Problem:
This exercise requires an exact copy of each line from the one containing "Check that every instance of the wooden" down to the last line below.

Data to process:
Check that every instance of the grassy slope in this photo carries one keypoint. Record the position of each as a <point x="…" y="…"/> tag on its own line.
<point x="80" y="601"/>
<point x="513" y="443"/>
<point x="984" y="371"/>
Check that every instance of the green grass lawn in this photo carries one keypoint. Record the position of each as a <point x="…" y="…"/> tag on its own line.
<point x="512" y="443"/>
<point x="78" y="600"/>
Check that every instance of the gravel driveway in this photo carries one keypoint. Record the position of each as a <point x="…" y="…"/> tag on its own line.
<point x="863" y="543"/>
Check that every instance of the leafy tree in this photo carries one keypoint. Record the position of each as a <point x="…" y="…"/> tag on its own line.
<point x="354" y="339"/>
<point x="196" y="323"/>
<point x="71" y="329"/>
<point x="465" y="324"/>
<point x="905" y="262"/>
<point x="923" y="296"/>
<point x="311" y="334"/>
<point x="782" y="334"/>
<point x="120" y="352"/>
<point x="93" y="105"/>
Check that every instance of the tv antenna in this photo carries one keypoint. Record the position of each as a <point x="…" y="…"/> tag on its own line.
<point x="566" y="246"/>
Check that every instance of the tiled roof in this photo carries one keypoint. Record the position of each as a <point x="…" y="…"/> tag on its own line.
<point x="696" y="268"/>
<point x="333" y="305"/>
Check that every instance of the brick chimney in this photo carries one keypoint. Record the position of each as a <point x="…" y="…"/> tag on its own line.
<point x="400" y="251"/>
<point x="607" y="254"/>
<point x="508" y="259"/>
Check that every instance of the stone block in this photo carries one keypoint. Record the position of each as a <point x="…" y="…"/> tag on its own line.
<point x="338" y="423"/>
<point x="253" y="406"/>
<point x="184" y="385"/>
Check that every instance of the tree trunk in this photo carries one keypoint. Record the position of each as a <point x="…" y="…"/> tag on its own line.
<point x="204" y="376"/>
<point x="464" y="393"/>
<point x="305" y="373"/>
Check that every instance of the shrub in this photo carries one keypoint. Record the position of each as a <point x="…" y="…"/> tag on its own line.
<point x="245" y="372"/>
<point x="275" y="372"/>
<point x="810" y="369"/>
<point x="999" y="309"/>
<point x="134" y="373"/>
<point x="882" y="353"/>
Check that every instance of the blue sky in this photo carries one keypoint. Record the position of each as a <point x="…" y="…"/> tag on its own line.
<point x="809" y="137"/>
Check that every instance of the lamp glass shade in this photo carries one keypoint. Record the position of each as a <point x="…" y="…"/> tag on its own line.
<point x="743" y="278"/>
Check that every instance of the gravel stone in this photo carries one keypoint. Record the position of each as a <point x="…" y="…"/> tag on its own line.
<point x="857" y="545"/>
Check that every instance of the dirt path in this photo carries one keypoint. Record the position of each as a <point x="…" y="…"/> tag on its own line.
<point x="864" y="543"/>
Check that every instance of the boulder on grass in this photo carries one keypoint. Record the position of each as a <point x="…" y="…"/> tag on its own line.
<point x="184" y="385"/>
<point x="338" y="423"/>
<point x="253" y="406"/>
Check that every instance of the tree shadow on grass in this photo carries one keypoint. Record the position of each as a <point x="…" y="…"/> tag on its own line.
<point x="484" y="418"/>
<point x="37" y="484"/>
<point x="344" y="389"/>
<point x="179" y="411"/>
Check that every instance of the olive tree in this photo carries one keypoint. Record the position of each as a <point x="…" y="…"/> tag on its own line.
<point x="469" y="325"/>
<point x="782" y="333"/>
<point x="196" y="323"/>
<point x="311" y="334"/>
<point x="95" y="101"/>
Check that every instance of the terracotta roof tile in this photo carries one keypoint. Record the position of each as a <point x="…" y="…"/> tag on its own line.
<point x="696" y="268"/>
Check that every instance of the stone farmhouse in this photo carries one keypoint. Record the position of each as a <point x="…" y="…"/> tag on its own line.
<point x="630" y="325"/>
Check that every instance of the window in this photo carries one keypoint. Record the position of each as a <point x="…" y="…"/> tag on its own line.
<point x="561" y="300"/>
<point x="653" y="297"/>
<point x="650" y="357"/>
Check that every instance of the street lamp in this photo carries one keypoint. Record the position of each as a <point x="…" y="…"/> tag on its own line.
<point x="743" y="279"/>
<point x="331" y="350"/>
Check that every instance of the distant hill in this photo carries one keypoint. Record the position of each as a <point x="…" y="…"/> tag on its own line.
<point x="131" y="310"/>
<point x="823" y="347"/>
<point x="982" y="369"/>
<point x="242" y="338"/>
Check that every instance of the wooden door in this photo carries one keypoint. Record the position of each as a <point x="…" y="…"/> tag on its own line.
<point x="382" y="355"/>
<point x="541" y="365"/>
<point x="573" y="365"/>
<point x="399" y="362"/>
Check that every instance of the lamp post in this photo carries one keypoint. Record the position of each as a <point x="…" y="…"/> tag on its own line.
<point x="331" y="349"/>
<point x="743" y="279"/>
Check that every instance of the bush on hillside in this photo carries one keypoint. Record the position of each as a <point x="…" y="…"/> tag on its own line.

Answer section:
Check that every instance of the wooden door in this photo carries one keypoint. Record the position of each as a <point x="…" y="…"/> tag on its own line.
<point x="382" y="355"/>
<point x="541" y="365"/>
<point x="573" y="365"/>
<point x="399" y="362"/>
Check that every instance of the lamp post in this photo carries one keypoint. Record the position of each as a <point x="…" y="…"/> tag on its own line.
<point x="331" y="349"/>
<point x="743" y="279"/>
Check that every instance of the bush on hillside in this photo carries one keypoint. Record the position of each as a <point x="…" y="…"/> tag on its own line.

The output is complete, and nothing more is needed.